欧州発カーボンニュートラル政策にどう対応するか(木村哲也)

1.欧州エネルギー事情

私は七年におよぶドイツ駐在から今年日本に帰国したのですが、これを書いている日本の十二月の暖かさに驚いています。ドイツで着ていた厚手のコートは日本で着る機会はないでしょう。

昔のビールのCMで「ミュンヘン、サッポロ、ミルウォーキー」というのがありました。フランクフルトは北緯五十度で、これは樺太と同じだから当然寒い。

それでもメキシコ湾流と偏西風のおかげで何とか人間が暮らせています。ちなみにフォルクスワーゲンの「ゴルフ」は、Der Golfstorm(英語はGulf Stream=メキシコ湾流)が語源です。ついでにパサート(Passat)はメキシコ湾流で発生する貿易風、シロッコは初夏にサハラ砂漠から地中海を超えてイタリアなどに到達する熱い南風です。

北ヨーロッパの人たちの暖かい風への憧れが感じ取れます。

ドイツの冬がどれだけ寒いかと言うと、氷点下になる気温もそうなのですが、例えば郊外の駅は吹きっさらしで喫茶店やマクドなど時間を潰せる店も無いところが多く、電車は本数も少なく遅延が当たり前、間引きや駅飛ばしもあるので、そんな駅のホームで横殴りの風雪のなか、ちゃんと停まってくれるかわからない電車を二時間も待ち続けるような場面を想像してください。

しかしドイツの家は断熱性が高く、屋内で引き籠って暮らすには快適です。電気の有難みをしみじみと感じます。しかし、ドイツで生活している間、電気代が年々上がっていくのには辟易としていました。

今年に入り、欧州の電力価格はさらに高騰しています。(図1)

ドイツではMGH(メガワット時)あたり二〇〇〇年の十八・六ユーロだったのが二〇二二年には一九二ユーロ/MGH、フランスでは二二二・七五ユーロまで上昇する見通しです。

欧州は再生可能エネルギーによる発電に突き進んでいます(図2)。

二〇五〇年には欧州のエネルギー消費のうち半分以上が自然エネルギーによるものになります。

電力価格高騰の原因は、天候不順により再生可能エネルギーの発電量が不十分だったことです。そこで比較的温室効果ガスの排出が少ない天然ガスの調達を慌てて増やしたため、それが天然ガス価格の上昇を招きました(図3)。

天然ガスは、中国と、原発を止めた日本が大量に輸入して価格は高止まりしており、そこにさらに需要が増えたわけです。

**与えられたエントリ**
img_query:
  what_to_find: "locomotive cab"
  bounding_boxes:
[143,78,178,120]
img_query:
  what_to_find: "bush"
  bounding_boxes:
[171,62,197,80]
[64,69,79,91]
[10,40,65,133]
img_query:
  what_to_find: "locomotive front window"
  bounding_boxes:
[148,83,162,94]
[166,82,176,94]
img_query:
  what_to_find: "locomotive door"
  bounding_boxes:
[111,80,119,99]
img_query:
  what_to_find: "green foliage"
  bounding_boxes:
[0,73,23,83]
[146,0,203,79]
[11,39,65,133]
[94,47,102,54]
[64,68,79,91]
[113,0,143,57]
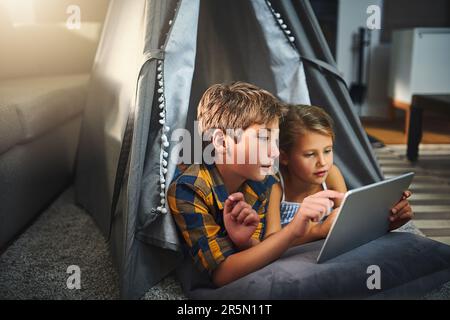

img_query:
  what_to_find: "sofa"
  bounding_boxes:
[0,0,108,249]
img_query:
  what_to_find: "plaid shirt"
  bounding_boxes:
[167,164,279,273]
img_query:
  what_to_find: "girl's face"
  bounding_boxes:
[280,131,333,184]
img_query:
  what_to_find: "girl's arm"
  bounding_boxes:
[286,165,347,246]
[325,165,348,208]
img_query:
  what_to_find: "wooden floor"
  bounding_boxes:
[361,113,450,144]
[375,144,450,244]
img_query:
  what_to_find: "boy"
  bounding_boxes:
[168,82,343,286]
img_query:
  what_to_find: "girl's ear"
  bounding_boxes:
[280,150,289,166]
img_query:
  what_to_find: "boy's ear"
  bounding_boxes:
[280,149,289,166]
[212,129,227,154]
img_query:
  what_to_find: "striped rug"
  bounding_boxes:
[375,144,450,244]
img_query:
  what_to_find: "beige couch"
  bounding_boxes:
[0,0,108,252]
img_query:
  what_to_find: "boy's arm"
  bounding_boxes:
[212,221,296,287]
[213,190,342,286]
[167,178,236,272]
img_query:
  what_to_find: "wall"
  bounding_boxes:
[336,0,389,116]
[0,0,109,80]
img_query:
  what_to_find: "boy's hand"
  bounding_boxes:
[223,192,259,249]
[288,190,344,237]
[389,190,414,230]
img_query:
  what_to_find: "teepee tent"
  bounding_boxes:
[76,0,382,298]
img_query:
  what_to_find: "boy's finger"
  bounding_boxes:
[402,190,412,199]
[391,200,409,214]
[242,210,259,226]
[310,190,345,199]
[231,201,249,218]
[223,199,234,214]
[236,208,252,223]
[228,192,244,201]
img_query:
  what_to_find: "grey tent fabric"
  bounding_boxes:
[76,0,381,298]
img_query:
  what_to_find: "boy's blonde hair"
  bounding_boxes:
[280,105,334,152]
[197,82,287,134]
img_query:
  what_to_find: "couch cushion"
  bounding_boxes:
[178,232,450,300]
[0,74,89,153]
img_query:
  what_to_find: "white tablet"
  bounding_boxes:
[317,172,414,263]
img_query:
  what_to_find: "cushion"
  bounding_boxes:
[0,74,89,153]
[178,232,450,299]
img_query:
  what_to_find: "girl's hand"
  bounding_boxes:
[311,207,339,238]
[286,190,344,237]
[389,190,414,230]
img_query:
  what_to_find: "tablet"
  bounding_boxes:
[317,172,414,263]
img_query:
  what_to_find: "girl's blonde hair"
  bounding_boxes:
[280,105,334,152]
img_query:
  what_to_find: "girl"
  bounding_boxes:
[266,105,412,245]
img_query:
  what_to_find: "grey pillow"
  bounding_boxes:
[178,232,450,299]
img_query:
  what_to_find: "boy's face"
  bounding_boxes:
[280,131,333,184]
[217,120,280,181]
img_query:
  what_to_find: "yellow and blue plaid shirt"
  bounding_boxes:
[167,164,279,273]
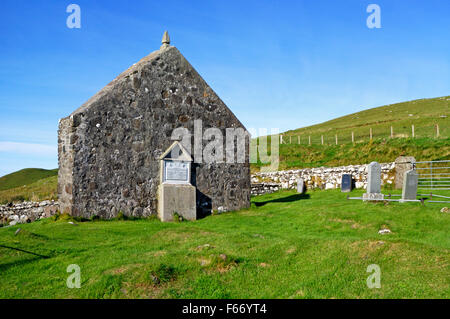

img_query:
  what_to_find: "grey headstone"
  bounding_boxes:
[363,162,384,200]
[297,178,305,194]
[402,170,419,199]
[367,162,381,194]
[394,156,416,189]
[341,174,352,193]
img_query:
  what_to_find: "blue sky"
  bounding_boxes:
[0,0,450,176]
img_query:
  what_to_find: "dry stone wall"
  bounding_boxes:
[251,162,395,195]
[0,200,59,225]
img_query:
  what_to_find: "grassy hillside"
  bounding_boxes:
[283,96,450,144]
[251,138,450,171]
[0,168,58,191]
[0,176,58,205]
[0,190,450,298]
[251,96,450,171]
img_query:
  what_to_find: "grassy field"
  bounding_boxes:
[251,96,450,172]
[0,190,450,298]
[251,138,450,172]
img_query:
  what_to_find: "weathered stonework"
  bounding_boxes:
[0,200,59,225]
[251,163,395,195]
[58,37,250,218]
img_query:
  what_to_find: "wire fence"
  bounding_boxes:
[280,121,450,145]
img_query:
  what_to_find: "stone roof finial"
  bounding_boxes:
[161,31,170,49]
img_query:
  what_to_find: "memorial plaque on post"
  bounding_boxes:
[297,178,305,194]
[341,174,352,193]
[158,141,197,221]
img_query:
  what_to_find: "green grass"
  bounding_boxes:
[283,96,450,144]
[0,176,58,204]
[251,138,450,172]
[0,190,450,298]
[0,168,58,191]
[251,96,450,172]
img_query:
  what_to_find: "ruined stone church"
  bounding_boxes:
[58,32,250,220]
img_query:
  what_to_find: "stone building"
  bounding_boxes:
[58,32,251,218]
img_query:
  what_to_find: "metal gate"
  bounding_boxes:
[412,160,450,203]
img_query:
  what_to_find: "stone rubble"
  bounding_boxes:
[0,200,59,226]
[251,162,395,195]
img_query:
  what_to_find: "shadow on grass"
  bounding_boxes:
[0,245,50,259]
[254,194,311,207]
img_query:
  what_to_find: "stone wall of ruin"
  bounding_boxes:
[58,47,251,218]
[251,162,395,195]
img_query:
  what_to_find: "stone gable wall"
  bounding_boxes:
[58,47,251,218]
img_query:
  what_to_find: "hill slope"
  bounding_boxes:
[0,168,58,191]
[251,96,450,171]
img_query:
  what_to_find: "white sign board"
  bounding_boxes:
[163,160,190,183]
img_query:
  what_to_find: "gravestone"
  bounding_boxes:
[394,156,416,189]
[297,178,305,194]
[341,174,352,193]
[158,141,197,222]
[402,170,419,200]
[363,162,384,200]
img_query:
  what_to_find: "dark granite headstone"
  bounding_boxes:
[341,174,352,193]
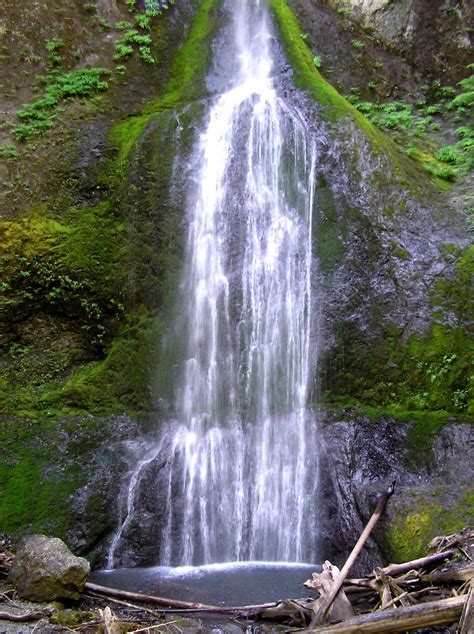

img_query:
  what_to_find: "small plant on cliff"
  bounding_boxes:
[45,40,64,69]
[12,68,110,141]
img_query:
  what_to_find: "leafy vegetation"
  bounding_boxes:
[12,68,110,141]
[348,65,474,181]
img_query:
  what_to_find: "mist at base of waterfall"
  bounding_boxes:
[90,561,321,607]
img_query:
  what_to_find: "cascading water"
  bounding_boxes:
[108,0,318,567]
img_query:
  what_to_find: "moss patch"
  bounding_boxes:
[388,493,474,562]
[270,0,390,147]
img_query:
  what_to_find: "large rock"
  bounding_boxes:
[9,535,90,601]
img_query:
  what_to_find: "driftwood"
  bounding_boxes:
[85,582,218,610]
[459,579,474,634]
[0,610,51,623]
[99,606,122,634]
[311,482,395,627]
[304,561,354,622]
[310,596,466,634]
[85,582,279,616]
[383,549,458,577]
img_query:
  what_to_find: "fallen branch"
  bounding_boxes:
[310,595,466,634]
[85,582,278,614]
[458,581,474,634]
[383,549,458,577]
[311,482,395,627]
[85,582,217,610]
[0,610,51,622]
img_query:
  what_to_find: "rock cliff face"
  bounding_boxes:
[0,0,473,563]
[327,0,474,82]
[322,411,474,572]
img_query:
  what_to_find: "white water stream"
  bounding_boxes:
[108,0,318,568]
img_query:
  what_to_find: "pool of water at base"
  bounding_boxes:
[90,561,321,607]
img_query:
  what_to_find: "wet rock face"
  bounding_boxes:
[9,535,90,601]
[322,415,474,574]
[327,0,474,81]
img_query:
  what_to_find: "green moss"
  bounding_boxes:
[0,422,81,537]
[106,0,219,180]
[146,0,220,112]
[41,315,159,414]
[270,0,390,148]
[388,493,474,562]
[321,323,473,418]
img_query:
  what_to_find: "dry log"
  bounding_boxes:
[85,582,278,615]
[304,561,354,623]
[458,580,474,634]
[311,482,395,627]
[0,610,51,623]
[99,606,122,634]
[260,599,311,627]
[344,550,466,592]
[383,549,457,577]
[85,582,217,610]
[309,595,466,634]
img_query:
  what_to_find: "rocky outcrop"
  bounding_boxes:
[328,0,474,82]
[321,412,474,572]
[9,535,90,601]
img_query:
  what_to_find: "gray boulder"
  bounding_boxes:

**取り組む作業**
1. 欧州のエネルギー事情についての文章にある「北ヨーロッパの人たちの暖かい風への憧れが感じ取れます。」という一文を英語に訳してください。
2. 欧州のエネルギー事情についての文章によると、フランクフルトは北緯何度にありますか。
3. 欧州のエネルギー事情についての文章を、最後の文の後から書き継いでください。
エントリはこの作業とは関係がありません。

**作業の解答**
1. One can sense the longing that people in Northern Europe have for warm winds.

2. 北緯五十度です。

3.
日本は原発を再稼働すれば年間三兆円もの天然ガス輸入コストをかなり抑えられるはずです。原発停止には何ら法的な根拠はないので政治が決断すればよいのですが、ポピュリズムの政権では難しいでしょう。(岸田首相はフィナンシャルタイムズなどの雑誌では、” Mr. status quo”などと紹介されています)。

欧州は天然ガスをロシアからのパイプラインを通じて調達しています。

ロシアが二〇一四年にクリミアに侵攻した際に、ロシアと欧州を結ぶ天然ガスのパイプライン「ノルドストリーム2」の建設に対し、ロシアへのエネルギー依存を高めるとして、ポーランドをはじめ、チェコ、エストニア、クロアチア、ハンガリー、リトアニア、ラトビア、ルーマニア、スロバキアなどの東欧諸国は反対しました。米国も反対しドイツに圧力を掛けましたが、メルケル首相は彼らの反対を押し切って建設を推進しました。そして実際に、今年電力不足に陥った欧州は、ロシアからパイプラインを通じて大量の天然ガスを高値で購入することになりました。

天候不順で再生可能エネルギーによる発電が不十分だった欧州では、電力不足を補うために、ロシアの天然ガスに依存するしかありません。

これを書いている二〇二一年十二月現在、ロシアは九万人の軍隊をウクライナ国境に展開していますが、欧州各国は天然ガスの供給をロシアに頼りきっており、強い態度には出られないでしょう。ロシアはウクライナへ成功裏に侵攻できればよし、断念するにしても応分の妥協を欧州各国から引き出すことは可能でしょう。

少なくともロシアは欧州への天然ガスの輸出によって膨大な利益を得られることは確実です。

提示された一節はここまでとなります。